• _PROMPT_:
Render the entries from the first line through the line containing "pixel 282 218", inclusive, as a Markdown table with the columns Index and Content, omitting any blank lines.

------------------------------------------------------------

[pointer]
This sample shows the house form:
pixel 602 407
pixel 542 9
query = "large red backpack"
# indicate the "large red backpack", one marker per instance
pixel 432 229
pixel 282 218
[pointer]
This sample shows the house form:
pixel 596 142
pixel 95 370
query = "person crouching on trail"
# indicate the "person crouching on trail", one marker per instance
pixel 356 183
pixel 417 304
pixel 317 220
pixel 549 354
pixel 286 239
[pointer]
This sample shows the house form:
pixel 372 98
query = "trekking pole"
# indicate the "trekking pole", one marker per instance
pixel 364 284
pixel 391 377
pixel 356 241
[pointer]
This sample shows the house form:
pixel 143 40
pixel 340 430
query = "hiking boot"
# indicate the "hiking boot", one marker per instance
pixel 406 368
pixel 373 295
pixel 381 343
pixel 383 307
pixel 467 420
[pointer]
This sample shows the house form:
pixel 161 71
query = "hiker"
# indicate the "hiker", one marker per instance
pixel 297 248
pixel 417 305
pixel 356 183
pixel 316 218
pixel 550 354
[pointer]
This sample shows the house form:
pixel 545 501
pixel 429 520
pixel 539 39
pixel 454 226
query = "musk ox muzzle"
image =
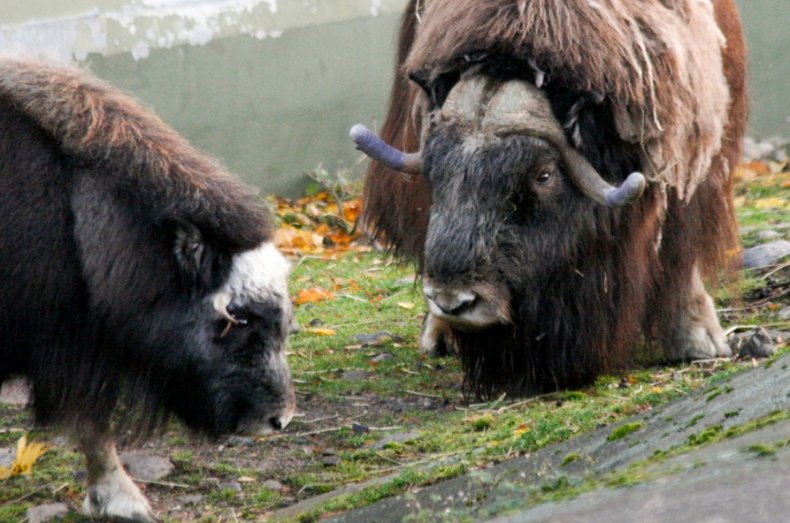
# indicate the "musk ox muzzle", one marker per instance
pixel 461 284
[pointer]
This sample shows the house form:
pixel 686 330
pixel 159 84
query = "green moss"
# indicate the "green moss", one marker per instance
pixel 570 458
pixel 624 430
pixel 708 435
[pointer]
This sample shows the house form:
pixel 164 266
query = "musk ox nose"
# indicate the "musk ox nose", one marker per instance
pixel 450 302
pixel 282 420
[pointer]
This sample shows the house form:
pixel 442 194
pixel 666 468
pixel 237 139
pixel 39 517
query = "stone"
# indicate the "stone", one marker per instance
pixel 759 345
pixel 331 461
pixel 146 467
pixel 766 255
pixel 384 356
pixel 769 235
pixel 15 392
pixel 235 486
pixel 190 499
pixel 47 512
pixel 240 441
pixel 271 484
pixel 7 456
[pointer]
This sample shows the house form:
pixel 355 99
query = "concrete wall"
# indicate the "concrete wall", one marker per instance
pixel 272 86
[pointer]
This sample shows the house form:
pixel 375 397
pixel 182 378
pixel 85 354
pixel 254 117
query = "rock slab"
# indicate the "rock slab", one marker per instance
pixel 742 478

------------------------------------------------------------

• _ANSWER BELOW_:
| Index | Content |
|---|---|
| 1 | [pointer] |
| 2 | This sample shows the house form: |
| 3 | pixel 602 407 |
| 4 | pixel 542 9 |
| 5 | query = "large red backpack" |
| 6 | # indicate the "large red backpack", one marker per instance |
| 7 | pixel 432 229 |
| 8 | pixel 282 218 |